__What is being asked__. Turn the rows from the line with "Practice. Point at the smiling" to the line with "<point>258,283</point>" into a two-column CSV with the header instruction,reply and one line per row. Quote each field and replace line breaks with spaces.

__Data section__.

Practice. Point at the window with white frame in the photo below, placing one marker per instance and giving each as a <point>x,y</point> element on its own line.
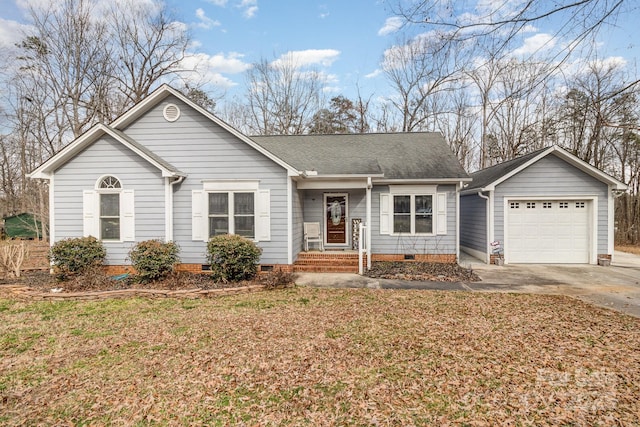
<point>231,207</point>
<point>108,211</point>
<point>232,213</point>
<point>413,214</point>
<point>413,209</point>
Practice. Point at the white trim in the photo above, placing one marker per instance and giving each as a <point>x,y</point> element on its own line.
<point>331,184</point>
<point>593,205</point>
<point>347,231</point>
<point>45,170</point>
<point>52,216</point>
<point>163,92</point>
<point>168,210</point>
<point>169,118</point>
<point>458,221</point>
<point>563,155</point>
<point>230,185</point>
<point>289,220</point>
<point>413,189</point>
<point>611,219</point>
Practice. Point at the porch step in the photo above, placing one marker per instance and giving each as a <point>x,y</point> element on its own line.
<point>327,262</point>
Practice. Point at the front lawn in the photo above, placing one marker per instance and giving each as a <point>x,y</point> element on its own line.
<point>305,356</point>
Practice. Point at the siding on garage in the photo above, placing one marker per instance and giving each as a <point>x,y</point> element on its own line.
<point>552,177</point>
<point>109,157</point>
<point>407,244</point>
<point>473,223</point>
<point>206,151</point>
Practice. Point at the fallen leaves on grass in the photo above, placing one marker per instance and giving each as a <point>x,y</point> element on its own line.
<point>425,271</point>
<point>307,356</point>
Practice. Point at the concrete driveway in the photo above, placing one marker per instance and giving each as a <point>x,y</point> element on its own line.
<point>616,286</point>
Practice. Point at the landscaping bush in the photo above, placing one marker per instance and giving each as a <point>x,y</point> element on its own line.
<point>233,258</point>
<point>75,255</point>
<point>154,259</point>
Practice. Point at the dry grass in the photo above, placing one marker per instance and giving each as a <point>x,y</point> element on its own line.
<point>629,248</point>
<point>320,357</point>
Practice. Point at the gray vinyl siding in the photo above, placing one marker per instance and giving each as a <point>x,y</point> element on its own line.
<point>206,151</point>
<point>313,202</point>
<point>108,157</point>
<point>399,244</point>
<point>553,177</point>
<point>298,218</point>
<point>473,222</point>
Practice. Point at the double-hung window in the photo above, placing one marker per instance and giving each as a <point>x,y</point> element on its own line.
<point>232,213</point>
<point>413,213</point>
<point>413,210</point>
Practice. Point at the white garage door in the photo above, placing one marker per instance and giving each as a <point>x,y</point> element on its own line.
<point>548,231</point>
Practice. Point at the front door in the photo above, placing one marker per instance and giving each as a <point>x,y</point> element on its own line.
<point>335,208</point>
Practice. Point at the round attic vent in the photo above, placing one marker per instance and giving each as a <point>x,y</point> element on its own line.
<point>171,112</point>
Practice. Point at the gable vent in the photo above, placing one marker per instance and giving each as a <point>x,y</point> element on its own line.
<point>171,112</point>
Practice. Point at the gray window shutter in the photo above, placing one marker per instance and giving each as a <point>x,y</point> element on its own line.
<point>441,213</point>
<point>198,216</point>
<point>90,215</point>
<point>385,213</point>
<point>127,216</point>
<point>263,216</point>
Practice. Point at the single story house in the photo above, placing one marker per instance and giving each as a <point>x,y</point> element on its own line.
<point>168,169</point>
<point>547,206</point>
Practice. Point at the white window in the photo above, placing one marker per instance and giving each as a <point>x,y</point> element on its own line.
<point>232,213</point>
<point>413,214</point>
<point>231,207</point>
<point>415,210</point>
<point>108,211</point>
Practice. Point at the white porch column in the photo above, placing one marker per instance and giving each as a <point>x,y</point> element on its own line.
<point>368,229</point>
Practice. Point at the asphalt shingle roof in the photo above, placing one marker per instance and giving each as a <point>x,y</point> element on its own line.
<point>486,176</point>
<point>416,155</point>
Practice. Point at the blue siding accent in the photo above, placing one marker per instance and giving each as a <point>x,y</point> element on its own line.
<point>206,151</point>
<point>473,222</point>
<point>553,177</point>
<point>108,157</point>
<point>390,244</point>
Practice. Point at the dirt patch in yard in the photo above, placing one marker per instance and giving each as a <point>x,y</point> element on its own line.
<point>424,271</point>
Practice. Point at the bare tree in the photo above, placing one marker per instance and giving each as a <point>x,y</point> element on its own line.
<point>417,69</point>
<point>282,97</point>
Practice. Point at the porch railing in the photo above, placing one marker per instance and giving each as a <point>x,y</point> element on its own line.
<point>363,247</point>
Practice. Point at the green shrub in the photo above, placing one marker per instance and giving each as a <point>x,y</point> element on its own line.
<point>75,255</point>
<point>233,258</point>
<point>154,259</point>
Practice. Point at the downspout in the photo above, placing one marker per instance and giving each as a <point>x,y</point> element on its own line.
<point>169,206</point>
<point>368,229</point>
<point>489,222</point>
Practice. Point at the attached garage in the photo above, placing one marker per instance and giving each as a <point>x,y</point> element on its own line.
<point>548,231</point>
<point>546,207</point>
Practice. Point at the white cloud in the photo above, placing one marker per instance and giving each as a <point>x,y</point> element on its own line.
<point>535,44</point>
<point>249,7</point>
<point>374,73</point>
<point>205,21</point>
<point>301,58</point>
<point>391,25</point>
<point>220,3</point>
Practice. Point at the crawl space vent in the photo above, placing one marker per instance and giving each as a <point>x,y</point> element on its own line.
<point>171,112</point>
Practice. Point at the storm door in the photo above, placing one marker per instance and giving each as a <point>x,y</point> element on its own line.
<point>335,210</point>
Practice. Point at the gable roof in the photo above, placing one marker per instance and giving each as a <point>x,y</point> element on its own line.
<point>392,156</point>
<point>45,170</point>
<point>163,92</point>
<point>487,179</point>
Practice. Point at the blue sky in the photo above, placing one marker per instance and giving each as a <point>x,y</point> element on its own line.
<point>343,39</point>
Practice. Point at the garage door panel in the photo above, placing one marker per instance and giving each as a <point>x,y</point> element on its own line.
<point>553,231</point>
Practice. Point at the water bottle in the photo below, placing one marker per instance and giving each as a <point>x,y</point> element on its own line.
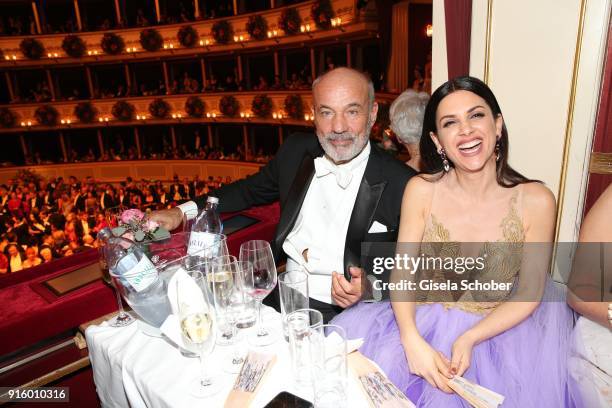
<point>205,231</point>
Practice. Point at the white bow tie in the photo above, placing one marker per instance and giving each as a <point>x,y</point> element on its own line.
<point>323,167</point>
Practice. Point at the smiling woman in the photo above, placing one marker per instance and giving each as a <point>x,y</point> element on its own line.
<point>478,131</point>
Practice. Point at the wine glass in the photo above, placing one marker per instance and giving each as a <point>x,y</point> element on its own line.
<point>123,318</point>
<point>198,329</point>
<point>229,300</point>
<point>259,283</point>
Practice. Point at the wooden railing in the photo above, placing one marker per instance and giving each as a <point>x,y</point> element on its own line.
<point>116,171</point>
<point>26,121</point>
<point>351,25</point>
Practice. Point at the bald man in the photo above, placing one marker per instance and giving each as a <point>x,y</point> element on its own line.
<point>336,190</point>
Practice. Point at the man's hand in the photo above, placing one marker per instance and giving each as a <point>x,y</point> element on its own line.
<point>169,219</point>
<point>347,293</point>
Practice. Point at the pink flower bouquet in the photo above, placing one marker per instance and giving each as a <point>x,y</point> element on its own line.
<point>135,225</point>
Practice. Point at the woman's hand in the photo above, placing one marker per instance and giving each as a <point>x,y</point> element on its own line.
<point>428,363</point>
<point>461,354</point>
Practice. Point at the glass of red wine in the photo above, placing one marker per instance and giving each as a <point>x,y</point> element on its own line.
<point>258,283</point>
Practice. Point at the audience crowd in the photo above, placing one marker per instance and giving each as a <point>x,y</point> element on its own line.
<point>168,152</point>
<point>42,220</point>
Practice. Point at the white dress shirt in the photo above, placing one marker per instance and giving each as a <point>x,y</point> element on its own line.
<point>323,222</point>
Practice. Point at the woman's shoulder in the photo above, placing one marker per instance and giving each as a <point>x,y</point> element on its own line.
<point>419,191</point>
<point>537,197</point>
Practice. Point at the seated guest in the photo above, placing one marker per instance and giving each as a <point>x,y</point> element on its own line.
<point>332,187</point>
<point>406,116</point>
<point>505,340</point>
<point>31,258</point>
<point>3,264</point>
<point>46,254</point>
<point>15,258</point>
<point>591,361</point>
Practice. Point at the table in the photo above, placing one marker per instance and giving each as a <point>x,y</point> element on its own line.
<point>133,369</point>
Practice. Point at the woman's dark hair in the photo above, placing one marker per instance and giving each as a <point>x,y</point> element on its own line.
<point>432,162</point>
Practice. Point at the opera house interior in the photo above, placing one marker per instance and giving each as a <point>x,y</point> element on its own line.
<point>285,203</point>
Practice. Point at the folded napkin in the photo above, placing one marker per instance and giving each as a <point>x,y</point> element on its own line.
<point>379,391</point>
<point>184,286</point>
<point>249,381</point>
<point>476,395</point>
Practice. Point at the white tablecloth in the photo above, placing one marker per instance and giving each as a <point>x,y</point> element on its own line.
<point>133,369</point>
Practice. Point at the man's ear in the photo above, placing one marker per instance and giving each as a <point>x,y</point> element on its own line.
<point>374,112</point>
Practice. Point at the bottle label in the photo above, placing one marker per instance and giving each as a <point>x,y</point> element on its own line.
<point>142,275</point>
<point>203,244</point>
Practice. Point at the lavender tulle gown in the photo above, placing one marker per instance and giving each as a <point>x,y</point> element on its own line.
<point>527,363</point>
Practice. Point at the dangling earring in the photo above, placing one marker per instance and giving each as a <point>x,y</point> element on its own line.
<point>445,163</point>
<point>497,150</point>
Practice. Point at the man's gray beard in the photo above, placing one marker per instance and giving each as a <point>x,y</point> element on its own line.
<point>355,148</point>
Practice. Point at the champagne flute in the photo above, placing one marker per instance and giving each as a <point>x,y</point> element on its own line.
<point>229,299</point>
<point>259,283</point>
<point>198,329</point>
<point>123,318</point>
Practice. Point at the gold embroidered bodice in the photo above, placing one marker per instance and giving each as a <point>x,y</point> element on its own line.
<point>502,262</point>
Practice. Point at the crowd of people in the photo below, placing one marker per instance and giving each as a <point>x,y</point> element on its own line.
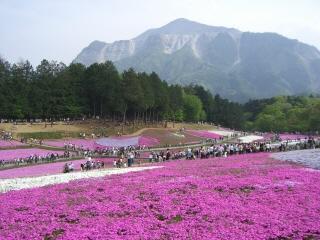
<point>224,150</point>
<point>91,164</point>
<point>7,136</point>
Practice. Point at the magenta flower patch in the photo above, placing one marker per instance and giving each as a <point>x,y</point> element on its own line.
<point>10,144</point>
<point>204,134</point>
<point>239,197</point>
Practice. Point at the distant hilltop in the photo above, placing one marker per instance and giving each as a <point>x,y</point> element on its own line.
<point>237,65</point>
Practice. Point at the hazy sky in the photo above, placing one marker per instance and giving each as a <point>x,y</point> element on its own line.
<point>60,29</point>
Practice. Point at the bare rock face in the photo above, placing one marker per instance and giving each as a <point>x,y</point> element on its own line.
<point>237,65</point>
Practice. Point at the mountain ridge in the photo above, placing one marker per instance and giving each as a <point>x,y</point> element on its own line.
<point>237,65</point>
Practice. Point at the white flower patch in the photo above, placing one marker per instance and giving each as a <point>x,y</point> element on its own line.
<point>32,182</point>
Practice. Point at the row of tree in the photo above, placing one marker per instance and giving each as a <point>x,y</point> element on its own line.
<point>54,91</point>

__Reply to the exercise__.
instruction,reply
"Practice. Point at the smiling woman in the photo above, placing one marker per instance and giving each as a <point>x,y</point> element on its own line.","<point>478,131</point>"
"Practice. Point at the wine glass in the photo above, placing one marker per instance and giving each as a <point>x,y</point> element on its own line.","<point>123,318</point> <point>198,329</point> <point>229,300</point> <point>259,283</point>"
"Practice. Point at the wooden railing in the photo above, placing one marker per instance and giving each as a <point>x,y</point> element on its own line.","<point>116,171</point> <point>26,121</point> <point>351,25</point>"
"Practice. Point at the bald man in the photo above, placing one marker per instance and giving each as a <point>x,y</point> element on its own line.","<point>336,190</point>"
"Practice. Point at the man's hand in the photo above, placing one marker per instance and giving each as a <point>x,y</point> element on its own line.","<point>169,219</point> <point>347,293</point>"
"Practice. Point at the pink flower bouquet in the photo above, placing one marker per instance and giving each as a <point>x,y</point> element on its own line.","<point>135,225</point>"
"Practice. Point at the woman's hand in the photo above, placing one marker per instance and giving each as a <point>x,y</point> element on its own line.","<point>428,363</point> <point>461,354</point>"
"Practice. Point at the glass of red wine in the photo above, placing one marker per instance and giving each as a <point>x,y</point> element on its own line.","<point>258,283</point>"